→ WHAT TO WORK ON:
Nothing in the data is to be left out; copy it exactly.

=== Section Start ===

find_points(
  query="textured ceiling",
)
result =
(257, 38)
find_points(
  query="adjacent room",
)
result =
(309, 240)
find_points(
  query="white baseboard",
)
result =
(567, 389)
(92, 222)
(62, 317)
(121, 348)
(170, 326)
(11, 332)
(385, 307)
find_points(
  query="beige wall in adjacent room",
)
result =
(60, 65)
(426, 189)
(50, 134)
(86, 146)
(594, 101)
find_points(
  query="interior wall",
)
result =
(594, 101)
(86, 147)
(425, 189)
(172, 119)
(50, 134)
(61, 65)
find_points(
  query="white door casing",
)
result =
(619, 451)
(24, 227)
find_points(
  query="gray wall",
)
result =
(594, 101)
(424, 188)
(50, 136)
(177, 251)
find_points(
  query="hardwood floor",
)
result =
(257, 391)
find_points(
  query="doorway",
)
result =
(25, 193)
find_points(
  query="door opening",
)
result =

=== Section End ===

→ ANSWER TO THIS PROBLEM:
find_points(
  query="textured ceiling",
)
result =
(257, 38)
find_points(
  query="adjacent room",
)
result =
(309, 240)
find_points(
  query="white baseboard",
)
result =
(567, 389)
(92, 222)
(62, 317)
(121, 348)
(170, 326)
(11, 332)
(385, 307)
find_points(
  query="beige wall in adjacent room",
)
result =
(60, 65)
(426, 189)
(50, 134)
(86, 146)
(594, 101)
find_points(
  query="interior wall",
)
result =
(594, 101)
(86, 147)
(425, 189)
(172, 119)
(50, 134)
(61, 65)
find_points(
  query="white door casing",
)
result =
(619, 451)
(24, 227)
find_points(
  query="gray wall",
)
result =
(594, 101)
(424, 188)
(50, 136)
(177, 251)
find_points(
  query="hardwood floor",
)
result =
(257, 391)
find_points(
  query="doorway",
)
result =
(25, 193)
find_points(
  query="door opening",
)
result =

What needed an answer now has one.